Excerpted records:
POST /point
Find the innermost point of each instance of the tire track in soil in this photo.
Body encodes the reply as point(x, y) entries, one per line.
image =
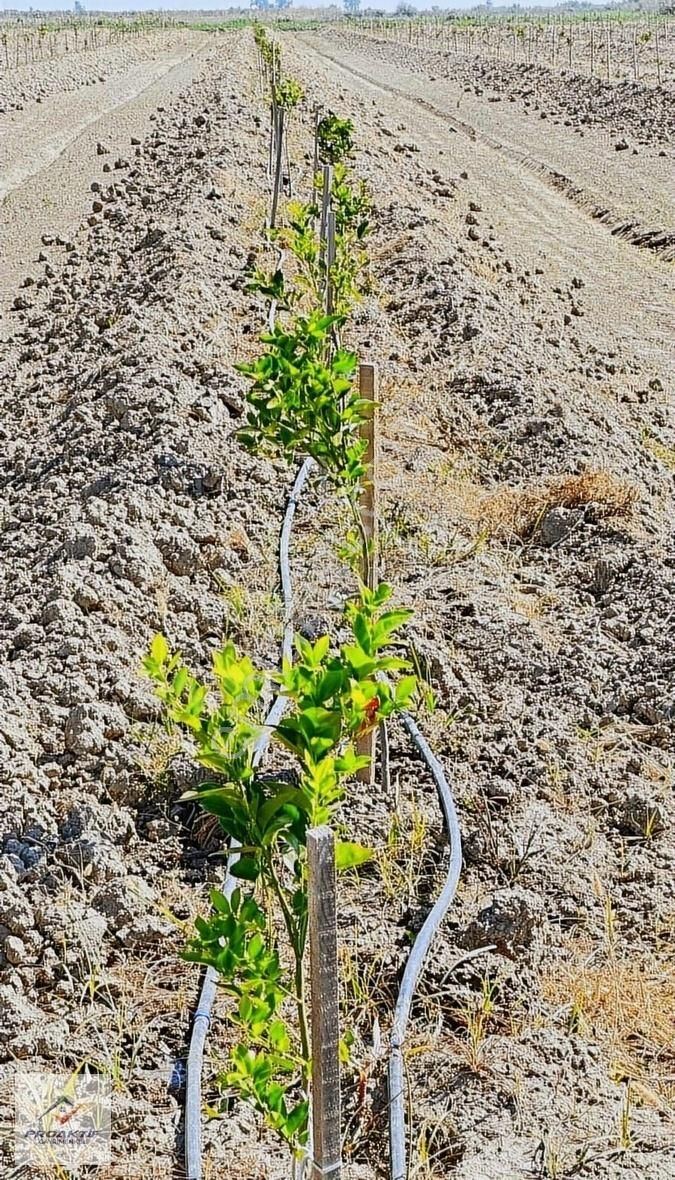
point(45, 187)
point(660, 240)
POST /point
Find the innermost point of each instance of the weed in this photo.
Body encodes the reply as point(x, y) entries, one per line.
point(518, 511)
point(666, 454)
point(476, 1017)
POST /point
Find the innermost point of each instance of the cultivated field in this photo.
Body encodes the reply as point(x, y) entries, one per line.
point(513, 287)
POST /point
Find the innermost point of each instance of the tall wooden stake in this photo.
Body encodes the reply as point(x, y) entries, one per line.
point(367, 386)
point(279, 166)
point(326, 1145)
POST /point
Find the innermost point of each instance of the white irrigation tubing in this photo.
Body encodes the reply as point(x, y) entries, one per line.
point(417, 957)
point(202, 1017)
point(415, 962)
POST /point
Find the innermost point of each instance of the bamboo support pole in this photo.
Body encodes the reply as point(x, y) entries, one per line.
point(369, 519)
point(326, 1122)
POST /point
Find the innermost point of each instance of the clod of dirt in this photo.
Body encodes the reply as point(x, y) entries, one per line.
point(510, 922)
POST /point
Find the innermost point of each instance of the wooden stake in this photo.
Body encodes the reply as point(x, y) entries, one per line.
point(369, 486)
point(315, 164)
point(279, 165)
point(367, 386)
point(326, 1161)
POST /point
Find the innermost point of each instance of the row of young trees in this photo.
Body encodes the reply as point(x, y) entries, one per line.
point(303, 401)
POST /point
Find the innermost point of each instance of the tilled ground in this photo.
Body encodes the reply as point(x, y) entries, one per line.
point(526, 507)
point(38, 80)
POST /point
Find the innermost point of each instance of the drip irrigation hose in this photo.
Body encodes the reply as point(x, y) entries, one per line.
point(417, 957)
point(202, 1017)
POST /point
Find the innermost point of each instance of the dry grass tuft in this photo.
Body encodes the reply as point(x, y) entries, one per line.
point(518, 511)
point(628, 1007)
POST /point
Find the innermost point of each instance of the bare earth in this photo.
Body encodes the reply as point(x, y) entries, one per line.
point(525, 372)
point(47, 150)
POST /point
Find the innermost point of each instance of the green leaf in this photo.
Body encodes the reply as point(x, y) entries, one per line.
point(246, 869)
point(159, 649)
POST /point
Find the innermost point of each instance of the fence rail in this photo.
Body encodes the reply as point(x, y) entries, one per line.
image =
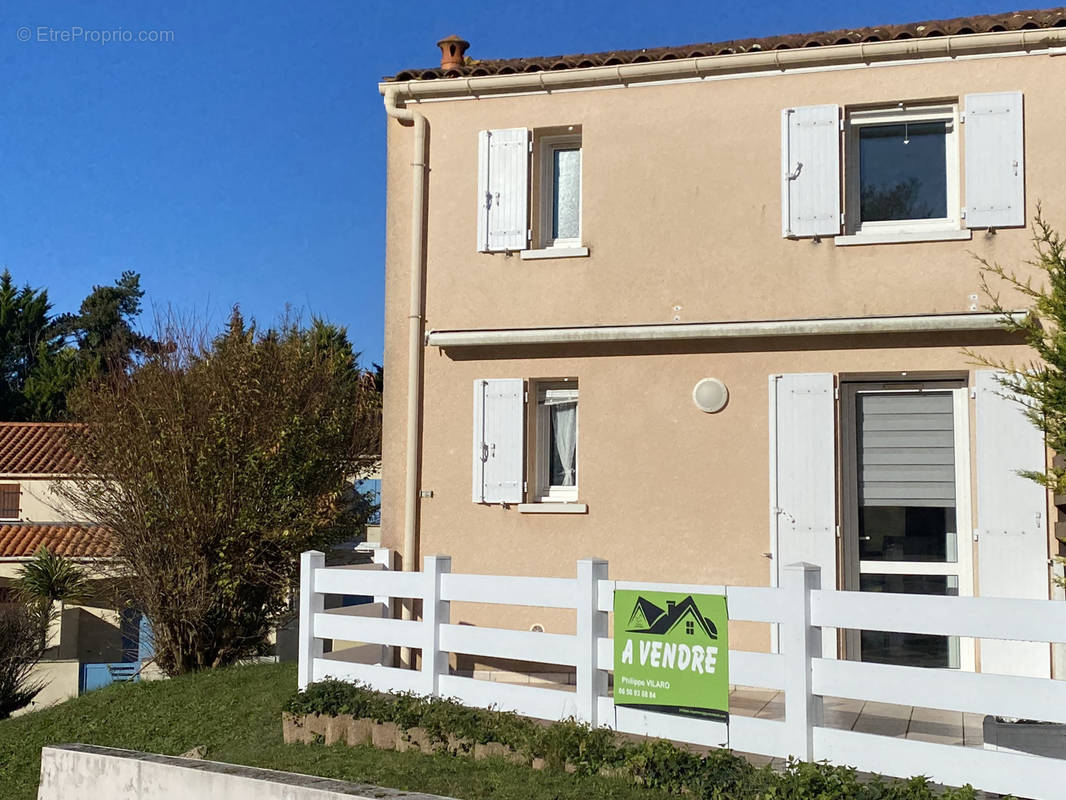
point(801, 609)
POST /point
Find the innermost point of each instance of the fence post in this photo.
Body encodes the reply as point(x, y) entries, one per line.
point(800, 644)
point(435, 613)
point(310, 604)
point(592, 625)
point(383, 556)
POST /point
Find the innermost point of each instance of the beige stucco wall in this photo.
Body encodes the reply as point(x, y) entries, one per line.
point(41, 504)
point(681, 207)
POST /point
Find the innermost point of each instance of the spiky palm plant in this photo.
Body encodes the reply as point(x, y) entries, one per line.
point(46, 579)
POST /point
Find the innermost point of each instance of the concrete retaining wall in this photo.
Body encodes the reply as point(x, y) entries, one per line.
point(85, 772)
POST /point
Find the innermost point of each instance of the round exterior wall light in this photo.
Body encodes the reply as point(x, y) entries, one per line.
point(710, 395)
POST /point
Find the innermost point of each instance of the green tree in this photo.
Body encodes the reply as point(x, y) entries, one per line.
point(102, 330)
point(19, 653)
point(28, 337)
point(1039, 383)
point(48, 578)
point(213, 464)
point(43, 357)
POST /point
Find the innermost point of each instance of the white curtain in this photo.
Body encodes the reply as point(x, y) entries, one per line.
point(564, 425)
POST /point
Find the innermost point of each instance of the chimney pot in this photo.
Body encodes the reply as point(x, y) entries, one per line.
point(452, 50)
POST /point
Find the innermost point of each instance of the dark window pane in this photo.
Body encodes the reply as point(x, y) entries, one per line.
point(898, 533)
point(909, 650)
point(903, 171)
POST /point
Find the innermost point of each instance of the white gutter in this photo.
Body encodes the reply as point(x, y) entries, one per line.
point(801, 58)
point(673, 332)
point(394, 108)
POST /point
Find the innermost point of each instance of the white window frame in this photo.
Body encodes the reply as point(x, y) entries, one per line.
point(18, 509)
point(855, 121)
point(544, 491)
point(547, 146)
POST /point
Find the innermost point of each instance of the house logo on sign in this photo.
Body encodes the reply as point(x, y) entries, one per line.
point(647, 618)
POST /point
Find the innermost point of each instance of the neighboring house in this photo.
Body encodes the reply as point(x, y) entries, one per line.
point(99, 640)
point(708, 306)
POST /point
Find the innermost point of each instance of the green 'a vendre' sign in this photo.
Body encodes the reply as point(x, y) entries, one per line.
point(672, 653)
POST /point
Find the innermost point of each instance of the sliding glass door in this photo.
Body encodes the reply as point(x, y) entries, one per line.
point(906, 516)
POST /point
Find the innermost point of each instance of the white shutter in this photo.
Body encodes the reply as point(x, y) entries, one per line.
point(803, 478)
point(502, 189)
point(995, 160)
point(810, 171)
point(498, 440)
point(1012, 527)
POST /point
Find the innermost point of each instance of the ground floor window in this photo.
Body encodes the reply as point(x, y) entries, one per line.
point(905, 477)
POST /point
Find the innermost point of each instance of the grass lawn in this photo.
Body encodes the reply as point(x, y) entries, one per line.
point(237, 715)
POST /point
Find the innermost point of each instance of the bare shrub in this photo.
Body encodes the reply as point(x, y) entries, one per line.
point(214, 463)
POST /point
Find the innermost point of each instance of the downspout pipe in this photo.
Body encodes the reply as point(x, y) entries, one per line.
point(394, 108)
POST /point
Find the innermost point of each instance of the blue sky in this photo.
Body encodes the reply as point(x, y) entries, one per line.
point(243, 161)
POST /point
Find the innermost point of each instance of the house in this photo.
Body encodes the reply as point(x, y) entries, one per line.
point(99, 639)
point(704, 312)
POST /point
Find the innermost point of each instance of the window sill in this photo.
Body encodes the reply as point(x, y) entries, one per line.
point(910, 236)
point(552, 508)
point(529, 255)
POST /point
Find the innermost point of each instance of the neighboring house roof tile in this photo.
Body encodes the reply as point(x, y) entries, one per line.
point(20, 540)
point(984, 24)
point(35, 448)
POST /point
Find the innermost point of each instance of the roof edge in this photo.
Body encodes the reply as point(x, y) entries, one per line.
point(736, 330)
point(860, 53)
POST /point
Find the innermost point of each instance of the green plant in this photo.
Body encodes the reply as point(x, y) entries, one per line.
point(656, 765)
point(213, 464)
point(20, 648)
point(1038, 384)
point(48, 578)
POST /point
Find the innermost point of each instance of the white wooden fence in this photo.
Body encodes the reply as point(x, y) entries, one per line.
point(801, 608)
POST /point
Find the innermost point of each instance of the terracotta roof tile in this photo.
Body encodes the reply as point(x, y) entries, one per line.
point(35, 448)
point(20, 540)
point(985, 24)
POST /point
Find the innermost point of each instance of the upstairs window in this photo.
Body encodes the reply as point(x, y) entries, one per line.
point(556, 450)
point(505, 451)
point(902, 170)
point(529, 192)
point(10, 494)
point(903, 177)
point(560, 191)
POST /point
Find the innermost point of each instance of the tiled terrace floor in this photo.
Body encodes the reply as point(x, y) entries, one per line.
point(925, 724)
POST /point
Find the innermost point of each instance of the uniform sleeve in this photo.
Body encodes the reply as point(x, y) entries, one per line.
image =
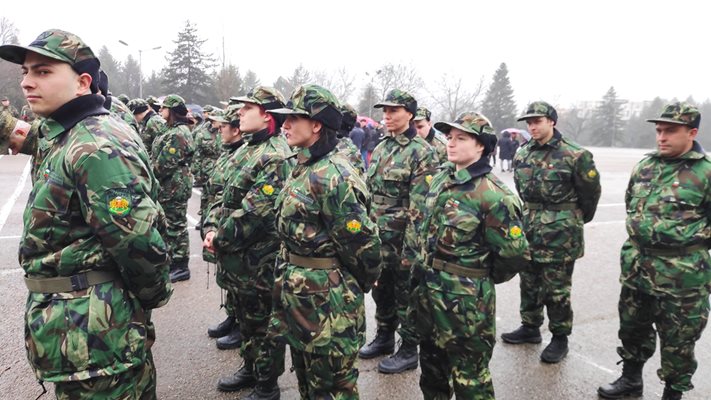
point(504, 236)
point(344, 211)
point(587, 185)
point(247, 224)
point(419, 186)
point(114, 191)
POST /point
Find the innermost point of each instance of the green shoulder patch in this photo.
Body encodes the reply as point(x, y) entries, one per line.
point(119, 202)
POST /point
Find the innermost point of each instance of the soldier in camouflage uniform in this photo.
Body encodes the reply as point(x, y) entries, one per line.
point(150, 123)
point(208, 148)
point(666, 268)
point(345, 144)
point(330, 254)
point(435, 139)
point(227, 332)
point(560, 186)
point(401, 168)
point(246, 236)
point(171, 155)
point(473, 237)
point(91, 246)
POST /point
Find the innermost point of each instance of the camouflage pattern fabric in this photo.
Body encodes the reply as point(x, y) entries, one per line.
point(325, 377)
point(400, 170)
point(668, 207)
point(93, 208)
point(170, 158)
point(473, 220)
point(558, 172)
point(322, 212)
point(136, 383)
point(247, 242)
point(679, 322)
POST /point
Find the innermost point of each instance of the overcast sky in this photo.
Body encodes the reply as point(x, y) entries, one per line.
point(560, 51)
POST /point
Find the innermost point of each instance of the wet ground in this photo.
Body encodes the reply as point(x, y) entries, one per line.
point(189, 364)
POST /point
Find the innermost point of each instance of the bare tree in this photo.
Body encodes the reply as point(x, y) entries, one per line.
point(403, 77)
point(8, 32)
point(453, 97)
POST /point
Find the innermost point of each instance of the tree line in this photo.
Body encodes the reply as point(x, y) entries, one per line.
point(193, 73)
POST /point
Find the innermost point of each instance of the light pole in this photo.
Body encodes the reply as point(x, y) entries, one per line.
point(140, 66)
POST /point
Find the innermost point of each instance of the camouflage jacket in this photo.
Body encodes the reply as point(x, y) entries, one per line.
point(439, 144)
point(215, 185)
point(473, 220)
point(152, 126)
point(122, 112)
point(323, 212)
point(93, 208)
point(558, 173)
point(348, 148)
point(171, 156)
point(669, 206)
point(207, 149)
point(401, 168)
point(260, 168)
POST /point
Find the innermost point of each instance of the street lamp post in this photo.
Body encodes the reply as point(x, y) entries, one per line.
point(140, 66)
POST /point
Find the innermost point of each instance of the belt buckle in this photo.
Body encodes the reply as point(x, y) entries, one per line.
point(79, 282)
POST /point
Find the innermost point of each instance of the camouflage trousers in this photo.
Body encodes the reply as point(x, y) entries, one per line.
point(547, 285)
point(391, 292)
point(177, 231)
point(322, 377)
point(460, 332)
point(679, 323)
point(254, 297)
point(134, 384)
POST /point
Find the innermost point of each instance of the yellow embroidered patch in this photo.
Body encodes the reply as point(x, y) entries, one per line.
point(353, 226)
point(515, 232)
point(268, 190)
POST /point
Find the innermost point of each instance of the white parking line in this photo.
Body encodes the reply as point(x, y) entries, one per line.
point(7, 208)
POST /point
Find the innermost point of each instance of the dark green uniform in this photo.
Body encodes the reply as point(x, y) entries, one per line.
point(560, 187)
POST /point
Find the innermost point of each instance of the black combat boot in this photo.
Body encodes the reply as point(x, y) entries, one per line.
point(230, 341)
point(242, 379)
point(629, 384)
point(556, 350)
point(384, 343)
point(671, 394)
point(223, 328)
point(179, 271)
point(524, 334)
point(405, 359)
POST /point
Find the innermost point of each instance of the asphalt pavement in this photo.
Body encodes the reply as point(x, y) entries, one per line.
point(189, 364)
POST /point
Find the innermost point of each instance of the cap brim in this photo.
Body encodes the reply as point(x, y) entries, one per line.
point(288, 111)
point(667, 121)
point(527, 116)
point(16, 54)
point(445, 127)
point(387, 104)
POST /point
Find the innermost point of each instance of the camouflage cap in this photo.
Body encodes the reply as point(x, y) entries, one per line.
point(680, 113)
point(399, 98)
point(171, 101)
point(54, 43)
point(315, 102)
point(540, 109)
point(137, 106)
point(423, 113)
point(265, 96)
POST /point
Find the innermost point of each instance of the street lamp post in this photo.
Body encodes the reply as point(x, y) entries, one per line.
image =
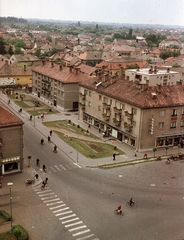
point(10, 184)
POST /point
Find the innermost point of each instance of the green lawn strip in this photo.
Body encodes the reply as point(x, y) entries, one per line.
point(69, 126)
point(127, 163)
point(88, 148)
point(7, 236)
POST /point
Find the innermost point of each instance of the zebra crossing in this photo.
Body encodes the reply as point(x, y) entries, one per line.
point(66, 216)
point(62, 167)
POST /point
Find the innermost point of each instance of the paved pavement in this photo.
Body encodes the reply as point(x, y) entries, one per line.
point(28, 172)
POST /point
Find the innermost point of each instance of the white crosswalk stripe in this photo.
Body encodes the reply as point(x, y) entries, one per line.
point(69, 219)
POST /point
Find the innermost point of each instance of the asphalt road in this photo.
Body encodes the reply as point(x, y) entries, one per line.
point(93, 194)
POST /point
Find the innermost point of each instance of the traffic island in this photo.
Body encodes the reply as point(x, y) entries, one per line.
point(131, 162)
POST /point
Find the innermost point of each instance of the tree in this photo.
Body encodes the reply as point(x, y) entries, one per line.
point(2, 46)
point(166, 149)
point(179, 146)
point(10, 50)
point(154, 150)
point(49, 38)
point(29, 159)
point(17, 232)
point(38, 52)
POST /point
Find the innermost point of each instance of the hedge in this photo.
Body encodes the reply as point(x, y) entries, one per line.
point(5, 215)
point(23, 233)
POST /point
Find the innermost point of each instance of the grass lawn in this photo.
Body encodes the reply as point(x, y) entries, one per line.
point(89, 148)
point(7, 236)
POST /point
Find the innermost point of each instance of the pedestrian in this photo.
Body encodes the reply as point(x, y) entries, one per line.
point(46, 180)
point(36, 176)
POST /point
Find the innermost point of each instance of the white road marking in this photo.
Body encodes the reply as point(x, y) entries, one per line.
point(71, 220)
point(77, 165)
point(54, 170)
point(50, 204)
point(62, 167)
point(48, 197)
point(55, 199)
point(73, 215)
point(74, 229)
point(57, 168)
point(62, 205)
point(83, 238)
point(79, 233)
point(73, 224)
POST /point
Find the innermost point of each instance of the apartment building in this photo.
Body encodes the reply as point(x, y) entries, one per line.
point(11, 142)
point(144, 110)
point(57, 84)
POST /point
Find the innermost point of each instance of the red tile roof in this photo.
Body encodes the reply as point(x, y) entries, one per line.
point(126, 91)
point(7, 118)
point(64, 75)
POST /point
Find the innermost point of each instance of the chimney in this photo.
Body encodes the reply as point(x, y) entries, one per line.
point(158, 87)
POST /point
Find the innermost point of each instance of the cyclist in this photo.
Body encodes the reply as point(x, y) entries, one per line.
point(37, 162)
point(119, 209)
point(44, 168)
point(55, 149)
point(131, 202)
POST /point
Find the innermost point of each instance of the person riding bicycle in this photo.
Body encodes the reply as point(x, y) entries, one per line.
point(37, 162)
point(55, 148)
point(44, 168)
point(131, 202)
point(119, 209)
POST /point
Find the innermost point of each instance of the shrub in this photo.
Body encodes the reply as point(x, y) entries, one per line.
point(20, 232)
point(5, 215)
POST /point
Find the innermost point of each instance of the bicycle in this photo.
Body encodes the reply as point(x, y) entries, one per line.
point(118, 213)
point(133, 205)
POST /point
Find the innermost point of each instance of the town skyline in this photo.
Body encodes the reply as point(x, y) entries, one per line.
point(120, 11)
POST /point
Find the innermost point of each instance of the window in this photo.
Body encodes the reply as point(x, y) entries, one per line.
point(122, 106)
point(182, 123)
point(174, 112)
point(105, 100)
point(173, 124)
point(161, 125)
point(162, 113)
point(134, 110)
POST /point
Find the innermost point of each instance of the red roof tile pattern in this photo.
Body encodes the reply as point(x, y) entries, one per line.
point(61, 73)
point(127, 91)
point(7, 118)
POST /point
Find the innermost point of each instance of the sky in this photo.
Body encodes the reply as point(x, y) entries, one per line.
point(166, 12)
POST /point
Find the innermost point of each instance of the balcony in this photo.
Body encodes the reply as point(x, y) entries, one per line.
point(106, 116)
point(1, 142)
point(106, 106)
point(82, 105)
point(46, 81)
point(128, 127)
point(117, 122)
point(117, 110)
point(129, 115)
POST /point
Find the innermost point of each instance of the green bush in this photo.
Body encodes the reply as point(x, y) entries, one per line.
point(20, 232)
point(5, 215)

Your instructions: Reproduce the rows word for word from the first line up to and including the line with "point(510, 922)". Leave the pictures out.

Expected output:
POST /point
Find the innermost point of each instance of the tire track in soil in this photo.
Body encodes the reply as point(x, y) entries, one per line.
image =
point(45, 187)
point(660, 240)
POST /point
Find the innermost point of each instance of the weed in this photo.
Body encodes the reply as point(x, y) entries, one per line.
point(518, 511)
point(666, 454)
point(476, 1017)
POST /point
Find the innermost point of each instance of the cultivated field in this photo.
Body encodes the reply as point(x, y) entries, one per line.
point(513, 287)
POST /point
Find the innermost point of each instance of the tall wooden stake in this photo.
Body encodes the reply as point(x, y) entries, one per line.
point(367, 386)
point(279, 166)
point(326, 1145)
POST /point
Find the innermost point of each instance of the white irrigation tubing in this photo.
Body encodes the reply as point(x, y) entries, one per line.
point(417, 957)
point(202, 1017)
point(415, 962)
POST /point
Find the innermost point of each instance of the bamboo support pole in this photo.
Body encodes the reply as point(x, y) entries, one per line.
point(369, 519)
point(326, 1122)
POST /point
Find the innermost point of each instance of the clod of dirt in this photo.
Body encodes the reply as point(x, y) entries, one per line.
point(510, 922)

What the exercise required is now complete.